=== Текст для чтения ===

И вновь приходит первая тема с ее чеканным и строгим ритмом. Тихо замирая, словно мерный шаг удаляющегося шествия, она заключает вторую часть.
Третья часть начинается диалогом — живым, энергичным. С первых же тактов вступают струнные. Они возглашают фразу — призывную, громкозвучную, чуть грузную и немного тяжеловесную. Это как бы приглашение к танцу.
И тут же раздается ответ — легкий, воздушный, исполненный веселого лукавства. В столкновении этих двух фраз рождается движение всей части, быстрой, подвижной, танцевальной. Она напоена бодростью и искрится весельем.
Третья часть соткана из мелодий и ритмов вальса, народного танца, столь любимого в Вене.
В свое время третью часть классической симфонии составлял менуэт. Размеренный, чопорный, облаченный в фижмы и пудреные парики. Непременная принадлежность придворных балов, он был изъят Гайдном и Моцартом из стен дворцов, насыщен народным содержанием и введен в рамки симфонии.
Бетховен нарушил законы. Вместо менуэта он ввел в симфонию взрывчатое скерцо.
Шуберт пошел еще дальше. Он построил третью часть своей симфонии на вальсовых ритмах и мелодиях, чем открыл дорогу композиторам последующих поколений. А в основу среднего эпизода — трио — положил наивный и простодушный деревенский лендлер. Милый, незатейливый, он, словно яркий полевой цветок, радует глаз своей простой красотой.
Стихия народного танца господствует в третьей части, взбудораженной, неудержной, размашистой и широкой.
И, наконец, приходит финал — четвертая, заключительная часть. Ее возвещают торжественные фанфары всего оркестра. Им отвечают струнные. В коротком броске они стремглав взлетают ввысь.

===

* Краткое задание 1 *
Перепишите дословно записи: всё, начиная со строки, в которой стоит «point: girl's nose», включая её, и вниз до самого конца записей.

=== Исходные данные ===

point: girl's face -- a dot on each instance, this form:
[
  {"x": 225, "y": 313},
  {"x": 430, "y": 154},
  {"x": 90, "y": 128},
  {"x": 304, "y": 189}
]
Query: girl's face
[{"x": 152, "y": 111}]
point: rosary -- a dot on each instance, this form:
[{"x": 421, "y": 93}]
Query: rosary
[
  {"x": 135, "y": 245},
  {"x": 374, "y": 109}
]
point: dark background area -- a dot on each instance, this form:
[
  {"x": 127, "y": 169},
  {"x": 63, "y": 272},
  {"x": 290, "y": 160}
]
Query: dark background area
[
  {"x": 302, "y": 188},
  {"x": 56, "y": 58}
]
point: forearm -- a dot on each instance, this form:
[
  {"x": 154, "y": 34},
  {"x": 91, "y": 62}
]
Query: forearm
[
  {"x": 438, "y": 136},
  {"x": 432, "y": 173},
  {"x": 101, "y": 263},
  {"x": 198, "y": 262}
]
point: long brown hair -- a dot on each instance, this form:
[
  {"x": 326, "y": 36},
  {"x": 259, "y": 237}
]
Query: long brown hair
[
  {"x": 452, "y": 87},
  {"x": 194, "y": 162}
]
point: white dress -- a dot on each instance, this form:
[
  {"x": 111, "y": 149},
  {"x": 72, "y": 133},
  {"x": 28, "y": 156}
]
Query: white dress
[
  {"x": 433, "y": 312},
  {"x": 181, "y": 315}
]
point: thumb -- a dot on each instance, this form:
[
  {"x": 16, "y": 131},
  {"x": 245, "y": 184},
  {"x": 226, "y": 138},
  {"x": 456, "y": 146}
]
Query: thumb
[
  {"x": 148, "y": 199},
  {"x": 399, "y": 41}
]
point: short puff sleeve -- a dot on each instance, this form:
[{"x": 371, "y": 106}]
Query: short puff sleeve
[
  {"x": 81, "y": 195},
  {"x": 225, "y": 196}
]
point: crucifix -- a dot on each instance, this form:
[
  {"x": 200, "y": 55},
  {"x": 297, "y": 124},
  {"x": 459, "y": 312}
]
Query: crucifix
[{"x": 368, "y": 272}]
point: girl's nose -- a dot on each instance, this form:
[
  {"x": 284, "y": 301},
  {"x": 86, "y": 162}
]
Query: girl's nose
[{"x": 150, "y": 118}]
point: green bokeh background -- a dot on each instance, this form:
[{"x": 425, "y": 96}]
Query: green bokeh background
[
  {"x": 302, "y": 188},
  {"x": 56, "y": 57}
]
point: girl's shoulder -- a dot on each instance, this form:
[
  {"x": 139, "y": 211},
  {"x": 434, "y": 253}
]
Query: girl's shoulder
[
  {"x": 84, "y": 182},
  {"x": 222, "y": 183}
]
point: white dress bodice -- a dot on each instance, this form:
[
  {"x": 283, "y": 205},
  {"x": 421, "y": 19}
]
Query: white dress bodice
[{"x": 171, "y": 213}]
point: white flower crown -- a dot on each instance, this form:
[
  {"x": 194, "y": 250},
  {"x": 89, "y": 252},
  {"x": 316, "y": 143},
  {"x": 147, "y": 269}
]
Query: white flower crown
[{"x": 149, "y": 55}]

===

* Краткое задание 2 *
Как перевести на английский язык это предложение из текста о симфонии Шуберта: «Третья часть соткана из мелодий и ритмов вальса, народного танца, столь любимого в Вене»?

* Решение задания 1 *
point: girl's nose -- a dot on each instance, this form:
[
  {"x": 284, "y": 301},
  {"x": 86, "y": 162}
]
Query: girl's nose
[{"x": 150, "y": 118}]
point: green bokeh background -- a dot on each instance, this form:
[{"x": 425, "y": 96}]
Query: green bokeh background
[
  {"x": 302, "y": 188},
  {"x": 56, "y": 57}
]
point: girl's shoulder -- a dot on each instance, this form:
[
  {"x": 139, "y": 211},
  {"x": 434, "y": 253}
]
Query: girl's shoulder
[
  {"x": 84, "y": 182},
  {"x": 222, "y": 183}
]
point: white dress bodice -- a dot on each instance, this form:
[
  {"x": 283, "y": 205},
  {"x": 421, "y": 19}
]
Query: white dress bodice
[{"x": 171, "y": 213}]
point: white flower crown -- a dot on each instance, this form:
[
  {"x": 194, "y": 250},
  {"x": 89, "y": 252},
  {"x": 316, "y": 143},
  {"x": 147, "y": 269}
]
Query: white flower crown
[{"x": 149, "y": 55}]

* Решение задания 2 *
The third movement is woven from the melodies and rhythms of the waltz, a folk dance so beloved in Vienna.